Objective -> Put the lines of the data below into a Markdown table with a Row column numbering each line and a Line column holding its text, skipping blank lines. Leave the pictures out of the table.

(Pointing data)
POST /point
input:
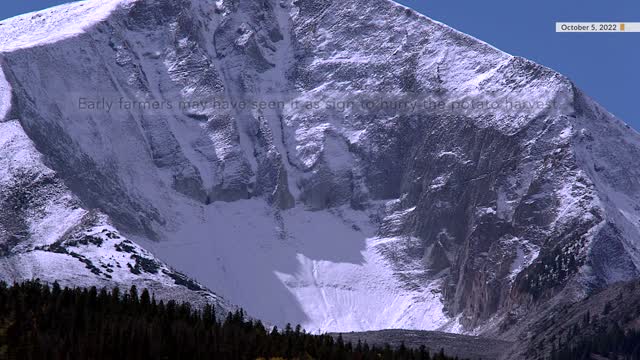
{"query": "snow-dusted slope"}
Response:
(406, 176)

Solution for this exercise ->
| Row | Line |
|---|---|
| 1 | POST /point |
| 2 | input: |
| 3 | {"query": "snow-dusted slope"} |
| 4 | Response: |
| 5 | (406, 176) |